* Task description
Your output must match the records exactly, line for line.

········

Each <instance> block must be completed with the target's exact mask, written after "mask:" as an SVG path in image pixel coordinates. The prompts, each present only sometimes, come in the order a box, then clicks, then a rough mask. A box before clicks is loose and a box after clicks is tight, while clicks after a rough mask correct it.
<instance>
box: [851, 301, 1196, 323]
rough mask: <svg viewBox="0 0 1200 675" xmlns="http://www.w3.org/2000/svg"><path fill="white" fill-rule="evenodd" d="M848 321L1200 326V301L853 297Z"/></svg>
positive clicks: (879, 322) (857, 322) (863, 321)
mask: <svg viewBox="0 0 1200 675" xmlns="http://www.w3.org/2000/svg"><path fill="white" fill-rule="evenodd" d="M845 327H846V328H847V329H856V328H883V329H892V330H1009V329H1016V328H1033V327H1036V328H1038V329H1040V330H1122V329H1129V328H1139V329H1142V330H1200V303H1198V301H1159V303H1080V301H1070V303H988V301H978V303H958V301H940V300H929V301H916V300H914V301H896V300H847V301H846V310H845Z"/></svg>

········

* Exercise solution
Each <instance> block must be completed with the target's exact mask, written after "mask:" as an SVG path in image pixel coordinates. The prompts, each present only sometimes, come in the order a box, then clicks, then a rough mask. A box before clicks is loose and a box after clicks is tight, while clicks after a rough mask correct it.
<instance>
box: [851, 301, 1196, 323]
rough mask: <svg viewBox="0 0 1200 675" xmlns="http://www.w3.org/2000/svg"><path fill="white" fill-rule="evenodd" d="M848 321L1200 326V301L853 297Z"/></svg>
positive clicks: (879, 322) (857, 322) (863, 321)
mask: <svg viewBox="0 0 1200 675" xmlns="http://www.w3.org/2000/svg"><path fill="white" fill-rule="evenodd" d="M845 327H846V328H847V329H856V328H883V329H892V330H1009V329H1016V328H1033V327H1036V328H1038V329H1040V330H1122V329H1129V328H1139V329H1142V330H1200V303H1198V301H1159V303H1080V301H1070V303H988V301H978V303H958V301H940V300H929V301H916V300H914V301H896V300H847V301H846V310H845Z"/></svg>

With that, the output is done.